> **Exercise brief**
In the listing below, please print the line that contains "Each instance of the excavator undercarriage" and every line that follows it, exactly.

> **Raw data**
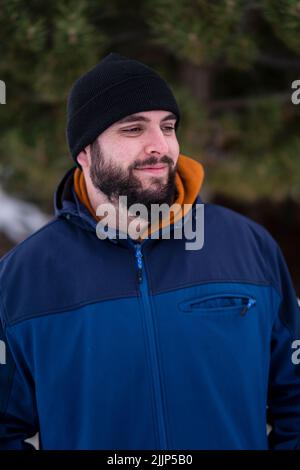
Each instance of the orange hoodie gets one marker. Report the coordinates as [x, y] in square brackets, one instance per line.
[189, 179]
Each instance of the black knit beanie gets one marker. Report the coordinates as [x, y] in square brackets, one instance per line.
[113, 89]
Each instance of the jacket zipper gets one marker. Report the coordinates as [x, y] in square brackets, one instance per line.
[143, 286]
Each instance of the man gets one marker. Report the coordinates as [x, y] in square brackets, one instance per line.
[136, 342]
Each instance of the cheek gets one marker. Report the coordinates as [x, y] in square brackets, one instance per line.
[174, 148]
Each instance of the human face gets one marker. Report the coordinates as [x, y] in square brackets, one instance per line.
[137, 157]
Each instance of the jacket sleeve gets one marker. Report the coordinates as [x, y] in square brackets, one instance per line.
[284, 374]
[18, 418]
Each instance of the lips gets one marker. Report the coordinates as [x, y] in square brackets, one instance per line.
[153, 169]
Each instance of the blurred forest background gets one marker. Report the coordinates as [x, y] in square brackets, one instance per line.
[231, 64]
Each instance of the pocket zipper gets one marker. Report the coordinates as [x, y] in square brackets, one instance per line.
[250, 303]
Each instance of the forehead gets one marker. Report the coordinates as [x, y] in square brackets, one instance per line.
[148, 116]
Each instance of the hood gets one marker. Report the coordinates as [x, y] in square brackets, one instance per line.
[71, 198]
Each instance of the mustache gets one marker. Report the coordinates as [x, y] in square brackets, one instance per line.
[152, 161]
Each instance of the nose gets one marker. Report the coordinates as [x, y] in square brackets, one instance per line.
[156, 143]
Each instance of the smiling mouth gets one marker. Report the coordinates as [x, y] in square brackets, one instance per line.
[153, 169]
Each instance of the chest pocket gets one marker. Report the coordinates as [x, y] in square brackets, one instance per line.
[218, 304]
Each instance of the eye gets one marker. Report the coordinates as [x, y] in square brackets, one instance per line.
[132, 130]
[169, 128]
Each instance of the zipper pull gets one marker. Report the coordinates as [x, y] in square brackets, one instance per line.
[139, 255]
[250, 303]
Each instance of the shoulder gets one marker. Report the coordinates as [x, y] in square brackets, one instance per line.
[233, 222]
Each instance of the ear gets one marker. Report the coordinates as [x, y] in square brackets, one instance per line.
[83, 158]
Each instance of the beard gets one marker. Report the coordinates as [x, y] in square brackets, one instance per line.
[114, 181]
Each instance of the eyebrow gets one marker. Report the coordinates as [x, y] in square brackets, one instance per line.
[136, 118]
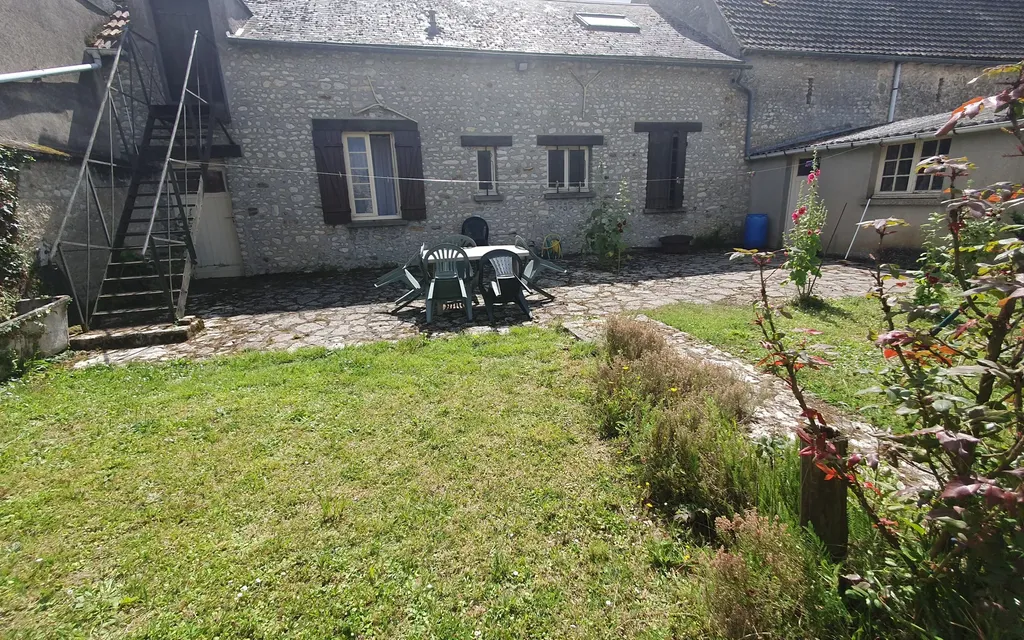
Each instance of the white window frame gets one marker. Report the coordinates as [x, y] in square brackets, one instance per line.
[912, 180]
[365, 135]
[494, 170]
[565, 169]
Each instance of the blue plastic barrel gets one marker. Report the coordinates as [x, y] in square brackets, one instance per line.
[756, 231]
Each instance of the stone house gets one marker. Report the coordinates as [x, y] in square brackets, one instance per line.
[524, 112]
[825, 68]
[871, 173]
[818, 71]
[353, 131]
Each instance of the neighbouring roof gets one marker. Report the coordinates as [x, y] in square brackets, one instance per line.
[530, 27]
[110, 34]
[983, 30]
[924, 126]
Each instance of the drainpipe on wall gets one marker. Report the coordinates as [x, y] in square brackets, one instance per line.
[897, 72]
[750, 115]
[55, 71]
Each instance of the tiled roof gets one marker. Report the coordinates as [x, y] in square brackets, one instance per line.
[984, 30]
[540, 27]
[901, 128]
[113, 29]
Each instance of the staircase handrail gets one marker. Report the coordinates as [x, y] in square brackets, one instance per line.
[100, 112]
[170, 147]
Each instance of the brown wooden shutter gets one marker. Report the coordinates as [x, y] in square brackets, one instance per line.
[658, 169]
[677, 193]
[410, 160]
[330, 154]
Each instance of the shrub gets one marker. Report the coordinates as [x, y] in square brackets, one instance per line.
[698, 457]
[803, 243]
[631, 339]
[768, 582]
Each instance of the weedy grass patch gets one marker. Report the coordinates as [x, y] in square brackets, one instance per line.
[424, 488]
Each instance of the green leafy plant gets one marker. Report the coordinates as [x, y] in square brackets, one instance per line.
[803, 243]
[604, 232]
[767, 582]
[13, 262]
[953, 561]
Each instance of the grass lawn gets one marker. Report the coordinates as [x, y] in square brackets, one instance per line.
[844, 343]
[419, 489]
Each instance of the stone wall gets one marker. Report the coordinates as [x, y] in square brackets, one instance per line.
[798, 96]
[276, 91]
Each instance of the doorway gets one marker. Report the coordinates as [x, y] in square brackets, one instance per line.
[215, 236]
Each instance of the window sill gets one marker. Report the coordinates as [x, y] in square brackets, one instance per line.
[665, 211]
[365, 224]
[568, 195]
[908, 200]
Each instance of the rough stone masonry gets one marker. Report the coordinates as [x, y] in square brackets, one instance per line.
[275, 91]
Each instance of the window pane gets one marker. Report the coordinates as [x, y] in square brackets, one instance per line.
[358, 161]
[556, 168]
[484, 173]
[384, 182]
[356, 145]
[360, 190]
[578, 168]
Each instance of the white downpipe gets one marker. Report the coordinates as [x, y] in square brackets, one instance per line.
[55, 71]
[857, 229]
[897, 74]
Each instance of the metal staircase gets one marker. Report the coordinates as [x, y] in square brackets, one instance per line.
[153, 254]
[156, 182]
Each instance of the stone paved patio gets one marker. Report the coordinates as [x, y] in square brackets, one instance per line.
[335, 310]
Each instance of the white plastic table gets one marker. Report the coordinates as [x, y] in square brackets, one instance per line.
[475, 253]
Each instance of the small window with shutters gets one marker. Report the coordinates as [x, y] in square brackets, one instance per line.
[369, 170]
[898, 172]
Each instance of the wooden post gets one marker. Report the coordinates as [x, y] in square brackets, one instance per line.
[822, 504]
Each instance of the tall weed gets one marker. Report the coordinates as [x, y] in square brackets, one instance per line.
[769, 582]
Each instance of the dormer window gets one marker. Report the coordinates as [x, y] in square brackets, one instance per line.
[607, 22]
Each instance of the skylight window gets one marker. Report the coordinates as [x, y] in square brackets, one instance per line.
[607, 22]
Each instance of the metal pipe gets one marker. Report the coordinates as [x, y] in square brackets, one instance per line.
[750, 114]
[897, 74]
[55, 71]
[924, 135]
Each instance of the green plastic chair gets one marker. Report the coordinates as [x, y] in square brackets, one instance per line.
[407, 275]
[501, 281]
[552, 247]
[536, 266]
[459, 241]
[450, 273]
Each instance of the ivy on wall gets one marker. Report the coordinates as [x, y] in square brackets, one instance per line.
[13, 262]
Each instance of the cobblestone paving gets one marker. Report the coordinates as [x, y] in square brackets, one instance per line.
[335, 310]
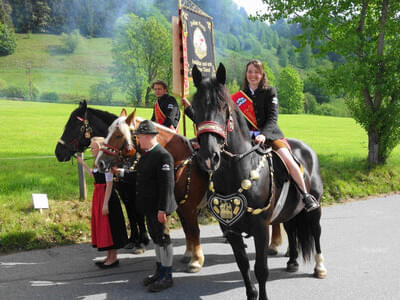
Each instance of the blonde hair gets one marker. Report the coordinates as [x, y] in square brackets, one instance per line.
[260, 68]
[99, 140]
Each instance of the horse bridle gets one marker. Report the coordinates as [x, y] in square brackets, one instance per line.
[216, 128]
[74, 145]
[118, 152]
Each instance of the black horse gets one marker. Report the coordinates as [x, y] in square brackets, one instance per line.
[243, 194]
[83, 124]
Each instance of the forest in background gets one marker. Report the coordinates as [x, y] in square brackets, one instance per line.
[237, 40]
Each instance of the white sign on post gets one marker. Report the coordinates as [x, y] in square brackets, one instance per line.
[40, 201]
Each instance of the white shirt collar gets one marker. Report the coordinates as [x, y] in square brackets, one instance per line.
[148, 150]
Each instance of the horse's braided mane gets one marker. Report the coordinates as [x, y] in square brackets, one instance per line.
[103, 115]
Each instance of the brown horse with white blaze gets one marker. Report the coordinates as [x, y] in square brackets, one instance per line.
[190, 184]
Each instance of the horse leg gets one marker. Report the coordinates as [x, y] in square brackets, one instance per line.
[242, 260]
[319, 269]
[194, 254]
[292, 265]
[276, 239]
[261, 264]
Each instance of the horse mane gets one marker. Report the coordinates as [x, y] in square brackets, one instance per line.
[103, 115]
[219, 96]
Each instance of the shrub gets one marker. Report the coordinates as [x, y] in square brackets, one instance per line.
[71, 98]
[8, 42]
[49, 96]
[310, 103]
[335, 108]
[71, 41]
[101, 92]
[14, 92]
[3, 85]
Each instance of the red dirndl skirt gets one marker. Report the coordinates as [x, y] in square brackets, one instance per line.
[100, 225]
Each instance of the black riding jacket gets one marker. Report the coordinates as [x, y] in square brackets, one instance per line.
[266, 109]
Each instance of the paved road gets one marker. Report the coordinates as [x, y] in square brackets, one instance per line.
[360, 242]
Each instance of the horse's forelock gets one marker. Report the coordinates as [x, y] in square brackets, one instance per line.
[123, 128]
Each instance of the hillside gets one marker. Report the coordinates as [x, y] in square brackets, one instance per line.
[52, 69]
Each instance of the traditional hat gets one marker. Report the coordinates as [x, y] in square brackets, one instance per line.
[146, 127]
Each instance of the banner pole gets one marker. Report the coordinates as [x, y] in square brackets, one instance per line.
[182, 84]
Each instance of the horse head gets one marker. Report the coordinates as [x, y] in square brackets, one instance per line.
[76, 135]
[119, 143]
[213, 116]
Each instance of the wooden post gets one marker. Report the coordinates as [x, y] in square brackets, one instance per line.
[82, 181]
[177, 64]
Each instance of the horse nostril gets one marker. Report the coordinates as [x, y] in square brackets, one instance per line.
[102, 165]
[215, 159]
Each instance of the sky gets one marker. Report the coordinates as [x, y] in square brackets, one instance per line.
[251, 6]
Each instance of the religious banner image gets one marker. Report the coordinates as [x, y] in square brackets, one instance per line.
[198, 29]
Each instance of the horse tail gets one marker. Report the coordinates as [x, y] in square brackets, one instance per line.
[302, 226]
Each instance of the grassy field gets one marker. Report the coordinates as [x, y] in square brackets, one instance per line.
[29, 132]
[54, 70]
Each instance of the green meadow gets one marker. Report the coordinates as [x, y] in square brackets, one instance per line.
[53, 70]
[29, 132]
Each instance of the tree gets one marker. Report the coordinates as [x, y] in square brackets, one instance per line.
[30, 16]
[7, 40]
[304, 57]
[141, 54]
[365, 35]
[290, 88]
[283, 57]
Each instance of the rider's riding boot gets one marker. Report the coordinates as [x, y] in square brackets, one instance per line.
[310, 203]
[153, 278]
[164, 282]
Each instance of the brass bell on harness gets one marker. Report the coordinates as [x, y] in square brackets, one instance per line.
[246, 184]
[254, 174]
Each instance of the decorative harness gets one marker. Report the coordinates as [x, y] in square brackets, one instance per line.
[74, 145]
[229, 208]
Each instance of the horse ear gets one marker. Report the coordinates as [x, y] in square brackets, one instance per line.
[131, 117]
[221, 74]
[83, 104]
[196, 75]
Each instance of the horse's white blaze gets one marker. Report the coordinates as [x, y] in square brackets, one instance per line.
[120, 123]
[320, 270]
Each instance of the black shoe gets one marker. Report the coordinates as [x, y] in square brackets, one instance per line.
[99, 262]
[145, 240]
[310, 203]
[130, 245]
[161, 285]
[139, 249]
[154, 277]
[114, 264]
[151, 279]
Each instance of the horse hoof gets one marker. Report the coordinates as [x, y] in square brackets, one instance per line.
[321, 274]
[185, 259]
[271, 251]
[292, 267]
[193, 269]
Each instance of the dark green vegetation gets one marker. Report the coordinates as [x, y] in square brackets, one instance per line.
[30, 131]
[87, 69]
[365, 36]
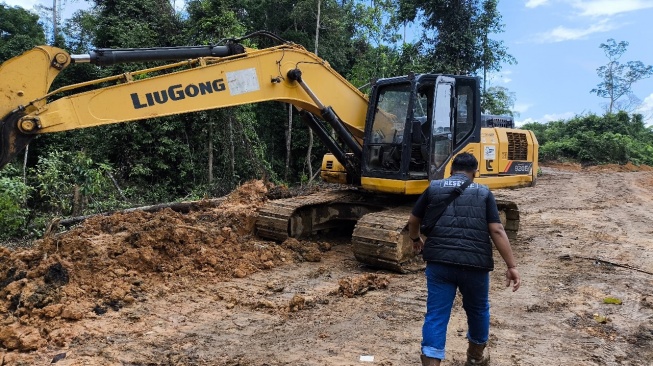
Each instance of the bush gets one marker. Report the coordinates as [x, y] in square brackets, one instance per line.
[591, 139]
[13, 196]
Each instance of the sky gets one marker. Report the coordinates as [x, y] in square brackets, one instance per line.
[557, 47]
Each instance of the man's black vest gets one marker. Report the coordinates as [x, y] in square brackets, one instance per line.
[461, 236]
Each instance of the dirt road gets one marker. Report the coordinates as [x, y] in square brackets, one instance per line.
[586, 236]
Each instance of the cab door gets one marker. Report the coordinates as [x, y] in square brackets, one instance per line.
[441, 148]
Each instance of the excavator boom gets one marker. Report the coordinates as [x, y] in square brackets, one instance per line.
[221, 77]
[388, 147]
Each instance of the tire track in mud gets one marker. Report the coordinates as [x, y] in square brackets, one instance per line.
[194, 320]
[603, 215]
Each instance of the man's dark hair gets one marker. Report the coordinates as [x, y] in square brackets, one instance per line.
[464, 162]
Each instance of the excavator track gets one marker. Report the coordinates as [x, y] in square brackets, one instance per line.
[380, 238]
[509, 214]
[302, 216]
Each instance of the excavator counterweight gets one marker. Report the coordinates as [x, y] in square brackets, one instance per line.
[387, 146]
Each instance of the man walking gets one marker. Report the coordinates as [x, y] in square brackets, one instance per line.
[458, 252]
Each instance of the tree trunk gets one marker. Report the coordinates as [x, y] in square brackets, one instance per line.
[77, 200]
[288, 142]
[309, 151]
[232, 153]
[210, 148]
[183, 207]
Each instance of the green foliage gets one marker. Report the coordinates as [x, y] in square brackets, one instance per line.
[498, 100]
[167, 159]
[617, 78]
[19, 31]
[613, 138]
[60, 175]
[457, 34]
[13, 197]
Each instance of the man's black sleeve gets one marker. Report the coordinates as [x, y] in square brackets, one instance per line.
[419, 210]
[492, 212]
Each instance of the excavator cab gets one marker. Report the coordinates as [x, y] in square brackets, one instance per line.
[416, 124]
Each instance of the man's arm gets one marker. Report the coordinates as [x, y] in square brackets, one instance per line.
[502, 243]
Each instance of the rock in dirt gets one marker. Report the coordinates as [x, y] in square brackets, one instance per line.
[109, 262]
[356, 286]
[21, 338]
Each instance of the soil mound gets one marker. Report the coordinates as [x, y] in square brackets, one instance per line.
[109, 262]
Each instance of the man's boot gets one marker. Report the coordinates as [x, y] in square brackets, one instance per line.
[477, 355]
[428, 361]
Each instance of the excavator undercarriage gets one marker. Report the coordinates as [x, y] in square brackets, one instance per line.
[380, 235]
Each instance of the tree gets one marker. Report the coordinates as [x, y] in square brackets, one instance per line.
[617, 78]
[19, 31]
[498, 100]
[456, 34]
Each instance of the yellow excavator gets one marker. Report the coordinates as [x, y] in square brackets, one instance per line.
[388, 145]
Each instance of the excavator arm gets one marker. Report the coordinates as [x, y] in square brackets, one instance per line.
[222, 77]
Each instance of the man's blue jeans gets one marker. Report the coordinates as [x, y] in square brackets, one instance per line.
[441, 282]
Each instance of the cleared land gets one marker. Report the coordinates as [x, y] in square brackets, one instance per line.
[199, 289]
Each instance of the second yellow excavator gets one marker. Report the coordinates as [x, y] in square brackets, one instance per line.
[389, 144]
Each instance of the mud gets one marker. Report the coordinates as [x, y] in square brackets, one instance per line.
[200, 289]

> **Task result**
Each instance of the excavator undercarriage gets one marker. Report the coordinates as [x, y] in square brackets, one instance per line.
[380, 235]
Each instance of the tree gets one marker. Report the coordinates as [x, y] in square brackets, one instance per line.
[617, 78]
[19, 31]
[498, 100]
[456, 34]
Each instance of the yellow excavator gets one marker. Report the coordinates as [x, y] in square brackets, one instance per line.
[388, 145]
Each instance of the excavator arm gets one marker. Report the coordinates as [x, y] in square brackets, one instance per line.
[222, 77]
Each instance of the man's blue jeans gets one marker. Report the coordinates as [x, y] in square brackets, one instance per line.
[441, 282]
Each instance of the cleared land gets one marker. Report the coordinates as [x, y] in square brackets, one instance per line.
[199, 289]
Each instance of the second yellow excavator gets one marker. Report the coordinates as [x, y] in square brackets, one instance per line.
[389, 144]
Each instance of the mud gets one marker. Report the coordinates as [x, y] in square brackets, one instance per line.
[200, 289]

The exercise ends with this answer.